**Goal:** Echo the material word for word, from the line containing "Mark every instance of the black" through the line containing "Mark every instance of the paved", both lines included.

**Input records:**
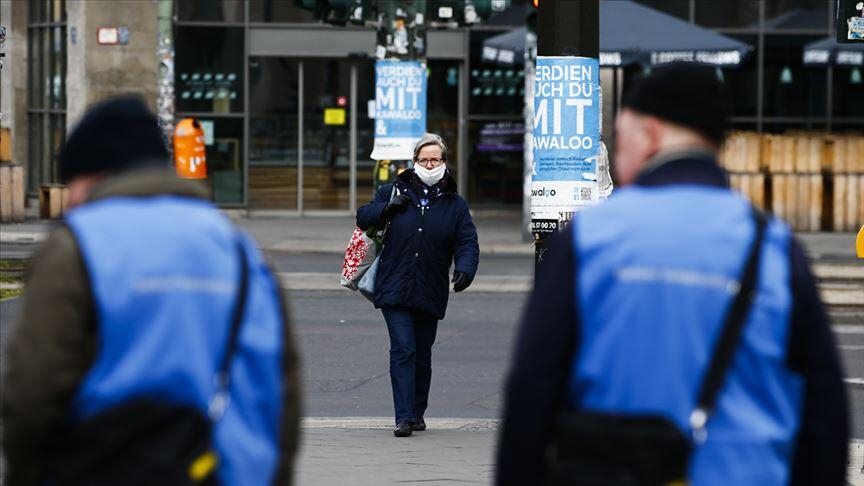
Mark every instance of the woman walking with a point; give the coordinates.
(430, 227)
---
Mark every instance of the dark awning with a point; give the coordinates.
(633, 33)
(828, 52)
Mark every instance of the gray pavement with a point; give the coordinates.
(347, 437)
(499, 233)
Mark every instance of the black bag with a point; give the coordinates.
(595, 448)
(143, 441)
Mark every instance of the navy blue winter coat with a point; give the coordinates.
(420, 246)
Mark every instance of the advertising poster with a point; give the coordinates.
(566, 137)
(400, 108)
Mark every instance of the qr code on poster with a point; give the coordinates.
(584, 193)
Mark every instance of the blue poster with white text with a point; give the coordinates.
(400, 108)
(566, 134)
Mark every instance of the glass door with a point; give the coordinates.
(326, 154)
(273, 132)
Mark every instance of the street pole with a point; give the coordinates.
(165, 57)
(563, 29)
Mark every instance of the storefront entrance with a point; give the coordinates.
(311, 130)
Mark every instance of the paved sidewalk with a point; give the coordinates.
---
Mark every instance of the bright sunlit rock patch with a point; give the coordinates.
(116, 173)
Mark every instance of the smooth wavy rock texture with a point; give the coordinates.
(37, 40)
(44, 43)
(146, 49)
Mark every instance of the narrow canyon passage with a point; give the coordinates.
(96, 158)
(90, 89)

**Written solution:**
Mark every instance of the black bag with a point; give the coordinates.
(595, 448)
(143, 441)
Mark every instance of the navy blue winter coat with a point; give the coordinates.
(420, 246)
Mark every instance of the advertising poster with a point; give the coordinates.
(566, 137)
(400, 108)
Mark every instance of the qr code on poster with a point; give the coordinates.
(584, 193)
Mark every instance of the blue poster with white text with a point; give the coordinates.
(400, 108)
(566, 134)
Mark every instance of the glass door with a point; give the coordinates.
(326, 154)
(273, 132)
Mark every instance of the street pole with a point; give the coordinates.
(165, 57)
(563, 29)
Mark every instance of the storefront entrance with a point; give the coordinates.
(311, 130)
Mark every instance of the paved sidewalk with a point; give the coordinates.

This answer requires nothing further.